What you should do: If a line in the records contains the string "grass", show that line.

Source data:

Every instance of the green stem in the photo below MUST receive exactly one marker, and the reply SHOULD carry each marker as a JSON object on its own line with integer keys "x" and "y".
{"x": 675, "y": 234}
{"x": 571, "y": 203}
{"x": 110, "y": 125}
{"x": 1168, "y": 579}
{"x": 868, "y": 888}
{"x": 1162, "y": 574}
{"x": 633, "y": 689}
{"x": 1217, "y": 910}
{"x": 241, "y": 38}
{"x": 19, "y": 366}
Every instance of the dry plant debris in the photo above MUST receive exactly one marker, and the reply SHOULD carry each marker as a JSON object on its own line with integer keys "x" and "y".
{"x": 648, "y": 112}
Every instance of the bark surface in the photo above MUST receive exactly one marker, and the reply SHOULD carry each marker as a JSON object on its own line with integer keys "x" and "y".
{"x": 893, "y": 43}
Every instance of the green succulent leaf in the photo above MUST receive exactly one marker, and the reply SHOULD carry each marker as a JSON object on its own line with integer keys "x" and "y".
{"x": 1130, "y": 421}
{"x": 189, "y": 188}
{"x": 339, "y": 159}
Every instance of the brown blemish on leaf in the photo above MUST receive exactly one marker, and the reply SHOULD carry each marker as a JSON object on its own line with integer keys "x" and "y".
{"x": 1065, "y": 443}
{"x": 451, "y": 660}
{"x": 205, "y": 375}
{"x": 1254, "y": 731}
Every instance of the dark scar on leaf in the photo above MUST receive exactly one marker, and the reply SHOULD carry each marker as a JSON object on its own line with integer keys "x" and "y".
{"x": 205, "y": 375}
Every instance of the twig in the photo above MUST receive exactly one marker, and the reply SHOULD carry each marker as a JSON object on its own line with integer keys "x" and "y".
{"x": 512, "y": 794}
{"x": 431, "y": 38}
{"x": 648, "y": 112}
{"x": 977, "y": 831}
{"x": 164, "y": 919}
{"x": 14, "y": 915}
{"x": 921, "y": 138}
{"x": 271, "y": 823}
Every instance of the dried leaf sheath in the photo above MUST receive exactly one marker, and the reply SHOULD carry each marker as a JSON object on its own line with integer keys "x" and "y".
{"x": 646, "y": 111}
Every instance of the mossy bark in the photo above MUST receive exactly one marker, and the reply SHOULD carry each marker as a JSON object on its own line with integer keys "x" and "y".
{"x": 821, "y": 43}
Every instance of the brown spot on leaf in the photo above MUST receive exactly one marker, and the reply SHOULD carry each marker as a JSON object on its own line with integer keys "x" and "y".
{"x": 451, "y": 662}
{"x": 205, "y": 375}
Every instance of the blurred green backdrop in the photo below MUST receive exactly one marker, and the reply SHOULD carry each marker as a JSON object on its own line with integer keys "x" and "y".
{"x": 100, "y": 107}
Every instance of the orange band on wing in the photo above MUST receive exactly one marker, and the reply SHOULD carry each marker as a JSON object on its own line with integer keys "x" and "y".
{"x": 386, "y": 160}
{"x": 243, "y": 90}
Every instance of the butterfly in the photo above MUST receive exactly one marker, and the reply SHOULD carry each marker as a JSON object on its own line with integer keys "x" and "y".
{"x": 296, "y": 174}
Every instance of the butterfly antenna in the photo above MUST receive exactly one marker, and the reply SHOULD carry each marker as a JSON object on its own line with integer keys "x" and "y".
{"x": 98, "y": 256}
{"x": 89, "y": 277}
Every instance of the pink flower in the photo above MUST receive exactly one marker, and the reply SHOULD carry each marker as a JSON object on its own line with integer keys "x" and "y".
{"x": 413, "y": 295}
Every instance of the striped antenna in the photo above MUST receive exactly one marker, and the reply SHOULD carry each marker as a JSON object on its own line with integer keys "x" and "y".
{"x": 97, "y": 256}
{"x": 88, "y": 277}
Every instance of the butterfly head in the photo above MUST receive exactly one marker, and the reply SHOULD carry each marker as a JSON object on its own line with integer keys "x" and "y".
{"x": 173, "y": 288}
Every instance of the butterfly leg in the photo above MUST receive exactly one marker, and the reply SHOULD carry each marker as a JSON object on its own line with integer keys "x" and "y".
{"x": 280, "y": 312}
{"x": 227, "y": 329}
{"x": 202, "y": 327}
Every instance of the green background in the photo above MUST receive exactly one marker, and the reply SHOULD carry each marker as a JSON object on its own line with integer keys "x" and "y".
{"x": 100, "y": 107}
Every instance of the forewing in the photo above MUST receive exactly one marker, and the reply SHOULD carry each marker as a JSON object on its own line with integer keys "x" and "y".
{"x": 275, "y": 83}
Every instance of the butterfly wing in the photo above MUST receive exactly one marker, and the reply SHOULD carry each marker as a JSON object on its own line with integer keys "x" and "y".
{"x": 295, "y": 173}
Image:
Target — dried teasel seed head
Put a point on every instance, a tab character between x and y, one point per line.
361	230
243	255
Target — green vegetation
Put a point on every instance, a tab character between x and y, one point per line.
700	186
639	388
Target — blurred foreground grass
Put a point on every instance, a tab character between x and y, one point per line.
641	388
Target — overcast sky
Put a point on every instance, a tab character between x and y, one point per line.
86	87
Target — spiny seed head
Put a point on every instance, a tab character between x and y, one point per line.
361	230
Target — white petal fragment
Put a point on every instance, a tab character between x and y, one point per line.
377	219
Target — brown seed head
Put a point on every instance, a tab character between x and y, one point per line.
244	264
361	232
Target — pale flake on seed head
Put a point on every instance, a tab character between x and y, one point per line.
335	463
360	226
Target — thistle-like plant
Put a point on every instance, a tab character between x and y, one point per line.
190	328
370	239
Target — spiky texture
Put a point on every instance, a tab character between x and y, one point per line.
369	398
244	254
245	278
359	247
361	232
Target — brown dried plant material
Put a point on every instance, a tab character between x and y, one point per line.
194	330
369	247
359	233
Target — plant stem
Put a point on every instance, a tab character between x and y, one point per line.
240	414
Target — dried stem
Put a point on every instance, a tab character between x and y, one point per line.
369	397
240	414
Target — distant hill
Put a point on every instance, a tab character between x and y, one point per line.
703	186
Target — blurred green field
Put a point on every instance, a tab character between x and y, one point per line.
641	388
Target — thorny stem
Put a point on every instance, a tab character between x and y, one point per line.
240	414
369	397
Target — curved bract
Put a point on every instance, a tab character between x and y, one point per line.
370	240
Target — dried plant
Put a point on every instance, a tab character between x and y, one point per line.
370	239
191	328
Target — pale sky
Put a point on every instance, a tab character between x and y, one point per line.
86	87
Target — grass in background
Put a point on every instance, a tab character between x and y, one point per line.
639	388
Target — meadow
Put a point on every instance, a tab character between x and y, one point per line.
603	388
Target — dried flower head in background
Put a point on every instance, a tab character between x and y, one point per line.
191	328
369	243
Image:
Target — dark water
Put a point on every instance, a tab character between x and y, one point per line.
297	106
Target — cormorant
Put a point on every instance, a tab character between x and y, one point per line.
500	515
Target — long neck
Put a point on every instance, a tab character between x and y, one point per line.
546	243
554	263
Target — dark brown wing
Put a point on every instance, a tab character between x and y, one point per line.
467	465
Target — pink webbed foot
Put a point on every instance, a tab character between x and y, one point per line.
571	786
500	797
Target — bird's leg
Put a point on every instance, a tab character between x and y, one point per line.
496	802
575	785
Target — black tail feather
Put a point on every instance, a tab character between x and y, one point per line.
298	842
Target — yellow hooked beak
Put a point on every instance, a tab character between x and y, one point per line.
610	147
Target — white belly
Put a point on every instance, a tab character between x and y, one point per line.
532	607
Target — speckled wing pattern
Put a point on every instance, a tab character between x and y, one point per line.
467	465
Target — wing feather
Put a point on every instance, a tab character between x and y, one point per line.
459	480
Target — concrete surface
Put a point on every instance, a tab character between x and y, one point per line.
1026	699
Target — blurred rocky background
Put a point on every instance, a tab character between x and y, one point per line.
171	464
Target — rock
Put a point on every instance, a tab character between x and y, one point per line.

Output of the task:
Target — blurred foreground grass
Target — grass in background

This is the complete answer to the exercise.